■ Extrait du document ■
■ ■ ■ ■ ■
Que se passera-t-il au lendemain de la Présidentielle ? Nous nous projetons vers les Législatives de juin. Le FN peut gagner des duels. La France Insoumise lutte pour maintenir son électorat. Les Macronistes à l’épreuve du monde réel. Les Républicains et le PS en figurants ? Projection.
« Une campagne, deux élections ». Ce slogan des amis de Jean-Luc Mélenchon prend aux lendemains de ce 1er tour de l’élection présidentielle un accent singulier. Dans la mesure où les résultats démontrent une redistribution du vote et un éclatement d’un système ancien, l’automaticité d’une majorité offerte au président de la République peut être interrogée. Notamment en région Languedoc-Roussillon, où le Midi Rouge est une appellation désormais appartenant au passé.
La permanence du vote frontiste, sa structuration tant dans le monde rural que dans le périurbain soulignent une adhésion à ses thèses. La logique d’insécurité culturelle alimentée par une industrie en voie de disparition et la capture de la défense des services publics finissent par installer le FN comme force incontournable. Cette installation est d’autant plus aisée que le militantisme Républicain a déserté des pans entiers du territoire. Le Front National est en train de faire aux Républicains dans la région ce que le PS fit au PCF dans les années 1970 : lui voler son électorat.
■ ■ ■ ■ ■
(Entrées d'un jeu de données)
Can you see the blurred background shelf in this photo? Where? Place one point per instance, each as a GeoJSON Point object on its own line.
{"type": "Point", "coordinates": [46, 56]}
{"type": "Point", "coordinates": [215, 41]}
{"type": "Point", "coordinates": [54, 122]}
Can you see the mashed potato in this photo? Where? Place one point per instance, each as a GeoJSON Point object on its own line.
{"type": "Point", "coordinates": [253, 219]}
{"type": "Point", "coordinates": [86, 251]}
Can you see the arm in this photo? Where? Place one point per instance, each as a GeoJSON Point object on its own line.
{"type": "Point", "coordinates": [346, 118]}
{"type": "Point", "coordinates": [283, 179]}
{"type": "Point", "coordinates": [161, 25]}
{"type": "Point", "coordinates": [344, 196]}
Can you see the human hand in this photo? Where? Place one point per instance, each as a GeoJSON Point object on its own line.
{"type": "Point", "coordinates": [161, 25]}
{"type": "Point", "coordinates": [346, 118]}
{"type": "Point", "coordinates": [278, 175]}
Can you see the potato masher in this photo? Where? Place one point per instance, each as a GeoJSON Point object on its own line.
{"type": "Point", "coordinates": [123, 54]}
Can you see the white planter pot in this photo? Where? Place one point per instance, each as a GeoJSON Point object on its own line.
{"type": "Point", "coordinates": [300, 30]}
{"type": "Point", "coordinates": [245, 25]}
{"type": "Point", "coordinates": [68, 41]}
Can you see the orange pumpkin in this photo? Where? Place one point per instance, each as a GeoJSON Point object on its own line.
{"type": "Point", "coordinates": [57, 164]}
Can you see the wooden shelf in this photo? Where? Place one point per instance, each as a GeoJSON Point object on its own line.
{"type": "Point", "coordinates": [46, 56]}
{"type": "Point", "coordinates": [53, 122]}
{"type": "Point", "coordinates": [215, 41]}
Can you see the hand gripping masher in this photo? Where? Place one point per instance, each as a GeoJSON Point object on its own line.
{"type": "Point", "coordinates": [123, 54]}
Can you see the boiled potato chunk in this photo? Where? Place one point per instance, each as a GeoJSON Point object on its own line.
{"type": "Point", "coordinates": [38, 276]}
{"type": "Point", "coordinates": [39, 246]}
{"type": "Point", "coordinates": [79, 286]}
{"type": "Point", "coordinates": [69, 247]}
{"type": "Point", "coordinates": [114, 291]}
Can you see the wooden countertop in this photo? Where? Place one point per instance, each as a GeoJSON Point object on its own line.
■ ■ ■ ■ ■
■ Exercice écrit 1 ■
Répondez, s'il vous plaît, à ces questions sur l'analyse des législatives :
(a) Quel slogan des amis de Jean-Luc Mélenchon est cité ?
(b) Quelle appellation appartient désormais au passé en région Languedoc-Roussillon ?
(c) À quel parti le PS vola-t-il son électorat dans les années 1970 ?
■ Exercice écrit 2 ■
Reprenez l'analyse politique sur les législatives de juin à la suite de sa dernière phrase.

■ Réponse attendue 1 ■
(a) « Une campagne, deux élections ».
(b) Le Midi Rouge.
(c) Au PCF.

■ Réponse attendue 2 ■
Cette réussite qui bute encore sur le système électoral, un scrutin majoritaire à deux tours, pourrait bien dessiner à terme le déplacement des élites locales de droite vers le parti de Jean-Marie Le Pen. L’appartenance au FN et l’affirmation de celle-ci sur la place publique ne sont plus désormais un motif de réprobation. Au contraire, elles bénéficient d’une certaine bienveillance démontrant l’échec de tout aspect moralisant dans l’affrontement avec le Front National.
Le FN peut espérer des députés de 6 à 9
Stabilisé à des niveaux élevés, le parti de Marine Le Pen devrait aborder le premier tour des élections législatives avec force et ce d’autant plus que l’on peut considérer que la plus faible mobilisation électorale pourrait concernée davantage les électeurs de Jean-Luc Mélenchon. La question reste de savoir si nous serons proposés des duels ou des triangulaires dans la mesure où l’imposition des 12,5% pour se qualifier pour le second tour reste rédhibitoire. Les triangulaires devraient favoriser le FN…Dans le cas de certains duels, la victoire du FN est une hypothèse sérieuse : PO (1et2), Gard (1et2), Hérault (6,8 et 9), Aude (1et2).
Evidemment, la mise en avant d’une telle permanence conduit, à rebours, à minimiser les opportunités des Républicains. Confronté à une difficulté dans le renouvellement de ses cadres et à la lisibilité de sa ligne politique, le mouvement du Président Sarkozy doit rapidement inventer un leadership national pour limiter les dégâts. Sa survie politique en région dépend, paradoxalement, en partie de la gauche.
Une gauche ? Non, des gauches…
On veut dire en cela que la gauche est aujourd’hui éparpillée en plusieurs morceaux. D’un côté Emmanuel Macron –dont la pureté idéologique héritée du Sartrisme interdit à une grande partie de cet électorat de le classifier à gauche- et de l’autre Jean-Luc Mélenchon. Au milieu, dans une réalité touchant à une anémie préoccupante, le Parti Socialiste.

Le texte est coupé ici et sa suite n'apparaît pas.